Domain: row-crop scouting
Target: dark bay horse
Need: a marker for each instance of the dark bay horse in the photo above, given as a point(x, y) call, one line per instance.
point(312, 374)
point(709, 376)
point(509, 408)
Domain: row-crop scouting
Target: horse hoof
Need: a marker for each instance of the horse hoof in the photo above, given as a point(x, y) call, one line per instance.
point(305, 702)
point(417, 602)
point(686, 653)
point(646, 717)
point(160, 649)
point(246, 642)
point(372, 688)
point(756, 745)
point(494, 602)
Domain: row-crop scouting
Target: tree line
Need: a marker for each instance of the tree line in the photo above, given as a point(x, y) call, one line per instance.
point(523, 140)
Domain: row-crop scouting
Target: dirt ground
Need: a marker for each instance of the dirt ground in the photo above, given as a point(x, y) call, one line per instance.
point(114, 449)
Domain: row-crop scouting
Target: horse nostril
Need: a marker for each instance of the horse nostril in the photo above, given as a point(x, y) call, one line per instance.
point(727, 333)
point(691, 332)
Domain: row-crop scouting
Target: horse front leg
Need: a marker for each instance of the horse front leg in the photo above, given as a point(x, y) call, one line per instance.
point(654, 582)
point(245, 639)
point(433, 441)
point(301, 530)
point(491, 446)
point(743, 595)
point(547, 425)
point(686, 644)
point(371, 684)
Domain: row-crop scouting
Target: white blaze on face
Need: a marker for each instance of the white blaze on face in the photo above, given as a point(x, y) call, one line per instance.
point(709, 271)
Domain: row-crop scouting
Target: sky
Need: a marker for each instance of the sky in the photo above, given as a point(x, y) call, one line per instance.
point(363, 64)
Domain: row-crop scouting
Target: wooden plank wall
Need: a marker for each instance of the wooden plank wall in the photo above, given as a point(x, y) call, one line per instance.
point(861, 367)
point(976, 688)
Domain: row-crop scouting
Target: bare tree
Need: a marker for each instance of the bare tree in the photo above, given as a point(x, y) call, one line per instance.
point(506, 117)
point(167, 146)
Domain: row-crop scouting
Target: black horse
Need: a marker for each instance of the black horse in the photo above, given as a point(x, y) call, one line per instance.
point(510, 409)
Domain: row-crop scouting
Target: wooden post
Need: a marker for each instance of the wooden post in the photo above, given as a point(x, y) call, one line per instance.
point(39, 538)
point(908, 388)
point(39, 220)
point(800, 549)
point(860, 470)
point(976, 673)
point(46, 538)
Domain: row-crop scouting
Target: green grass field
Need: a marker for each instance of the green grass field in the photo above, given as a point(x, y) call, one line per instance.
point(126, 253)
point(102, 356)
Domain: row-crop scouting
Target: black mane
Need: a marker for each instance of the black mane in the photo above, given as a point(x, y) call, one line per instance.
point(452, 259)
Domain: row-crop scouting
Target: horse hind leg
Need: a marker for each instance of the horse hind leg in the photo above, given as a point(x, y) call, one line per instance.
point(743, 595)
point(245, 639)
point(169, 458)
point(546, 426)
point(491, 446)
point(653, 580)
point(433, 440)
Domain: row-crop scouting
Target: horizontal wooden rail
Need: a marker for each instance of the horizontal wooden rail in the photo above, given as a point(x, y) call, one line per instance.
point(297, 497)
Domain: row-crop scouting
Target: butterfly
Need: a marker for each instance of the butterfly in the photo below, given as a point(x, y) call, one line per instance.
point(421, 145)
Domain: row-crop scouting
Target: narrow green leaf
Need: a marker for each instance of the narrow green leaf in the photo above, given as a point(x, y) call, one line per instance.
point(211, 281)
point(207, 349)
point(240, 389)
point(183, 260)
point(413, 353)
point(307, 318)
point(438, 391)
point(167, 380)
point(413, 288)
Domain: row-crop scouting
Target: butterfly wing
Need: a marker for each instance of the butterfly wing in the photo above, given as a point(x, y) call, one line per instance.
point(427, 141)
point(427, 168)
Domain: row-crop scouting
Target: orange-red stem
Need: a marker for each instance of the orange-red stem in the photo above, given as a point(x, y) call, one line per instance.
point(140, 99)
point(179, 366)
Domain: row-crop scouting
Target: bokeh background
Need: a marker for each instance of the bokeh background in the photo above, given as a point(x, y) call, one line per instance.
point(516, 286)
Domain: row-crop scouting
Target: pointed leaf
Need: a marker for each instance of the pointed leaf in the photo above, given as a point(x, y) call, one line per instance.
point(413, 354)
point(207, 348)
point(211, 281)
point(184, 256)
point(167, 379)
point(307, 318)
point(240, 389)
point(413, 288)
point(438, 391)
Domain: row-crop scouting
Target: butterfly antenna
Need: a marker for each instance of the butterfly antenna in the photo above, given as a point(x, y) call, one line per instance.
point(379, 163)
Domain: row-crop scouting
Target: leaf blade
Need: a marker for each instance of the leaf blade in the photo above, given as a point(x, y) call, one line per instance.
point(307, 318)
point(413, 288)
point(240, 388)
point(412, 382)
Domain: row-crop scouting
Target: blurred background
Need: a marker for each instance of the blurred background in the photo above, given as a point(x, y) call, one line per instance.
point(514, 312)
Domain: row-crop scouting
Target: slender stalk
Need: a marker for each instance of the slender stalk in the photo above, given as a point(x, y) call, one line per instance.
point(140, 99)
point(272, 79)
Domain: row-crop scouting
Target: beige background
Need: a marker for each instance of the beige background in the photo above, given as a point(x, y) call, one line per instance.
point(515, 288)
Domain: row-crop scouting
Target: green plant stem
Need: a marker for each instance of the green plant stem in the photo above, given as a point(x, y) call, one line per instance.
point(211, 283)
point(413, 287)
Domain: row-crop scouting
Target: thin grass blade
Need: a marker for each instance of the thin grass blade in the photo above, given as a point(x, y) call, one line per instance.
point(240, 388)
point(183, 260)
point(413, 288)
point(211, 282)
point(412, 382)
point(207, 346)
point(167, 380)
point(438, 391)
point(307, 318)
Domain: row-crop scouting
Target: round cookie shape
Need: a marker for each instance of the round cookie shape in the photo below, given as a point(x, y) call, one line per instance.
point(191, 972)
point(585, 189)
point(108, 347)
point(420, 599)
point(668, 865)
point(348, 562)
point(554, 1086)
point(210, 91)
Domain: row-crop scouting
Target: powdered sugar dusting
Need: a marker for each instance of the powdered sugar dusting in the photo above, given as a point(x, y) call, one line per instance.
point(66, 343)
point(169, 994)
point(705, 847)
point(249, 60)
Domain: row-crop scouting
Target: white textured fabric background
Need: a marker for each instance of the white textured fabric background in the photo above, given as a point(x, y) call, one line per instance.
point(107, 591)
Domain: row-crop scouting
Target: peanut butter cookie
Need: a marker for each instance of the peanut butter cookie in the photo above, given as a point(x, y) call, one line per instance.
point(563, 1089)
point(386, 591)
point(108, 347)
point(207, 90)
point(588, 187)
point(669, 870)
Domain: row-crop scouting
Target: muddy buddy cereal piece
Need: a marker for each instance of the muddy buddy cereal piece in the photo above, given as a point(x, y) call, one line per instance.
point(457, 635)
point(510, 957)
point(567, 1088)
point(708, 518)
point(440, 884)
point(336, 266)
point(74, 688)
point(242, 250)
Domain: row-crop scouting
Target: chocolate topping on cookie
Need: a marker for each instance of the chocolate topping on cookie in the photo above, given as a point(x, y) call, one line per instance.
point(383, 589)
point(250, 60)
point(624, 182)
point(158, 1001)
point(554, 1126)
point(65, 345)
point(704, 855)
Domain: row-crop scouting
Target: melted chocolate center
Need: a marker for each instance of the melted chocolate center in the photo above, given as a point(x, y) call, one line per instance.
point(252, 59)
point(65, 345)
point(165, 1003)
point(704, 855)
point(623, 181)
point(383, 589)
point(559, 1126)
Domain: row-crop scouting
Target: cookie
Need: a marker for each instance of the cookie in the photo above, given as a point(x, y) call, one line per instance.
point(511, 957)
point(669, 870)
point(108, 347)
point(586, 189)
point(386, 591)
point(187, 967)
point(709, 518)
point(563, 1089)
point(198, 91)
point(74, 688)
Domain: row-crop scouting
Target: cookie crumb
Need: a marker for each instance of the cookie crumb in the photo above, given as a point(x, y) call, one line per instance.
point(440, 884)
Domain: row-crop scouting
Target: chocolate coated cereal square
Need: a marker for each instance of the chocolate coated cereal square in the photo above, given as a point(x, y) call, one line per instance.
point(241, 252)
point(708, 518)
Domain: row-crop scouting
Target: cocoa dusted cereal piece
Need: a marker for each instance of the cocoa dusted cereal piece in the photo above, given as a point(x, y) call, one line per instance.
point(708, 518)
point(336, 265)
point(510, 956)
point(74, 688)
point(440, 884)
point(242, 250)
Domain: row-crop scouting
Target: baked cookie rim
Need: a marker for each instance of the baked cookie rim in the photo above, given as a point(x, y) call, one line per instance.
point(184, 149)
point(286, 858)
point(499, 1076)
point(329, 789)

++++++++++++++++++++

● STATED GOAL: Rewrite the rows as a numbered list, starting with the first row and continuing through the row containing "point(509, 408)", both included, and leaving out any blank lines.

● TASK RESPONSE:
1. Domain: row-crop scouting
2. Target: dark bay horse
3. Need: a marker for each instance of the dark bay horse in the photo above, given as a point(x, y) call, one line per instance.
4. point(312, 374)
5. point(709, 376)
6. point(509, 408)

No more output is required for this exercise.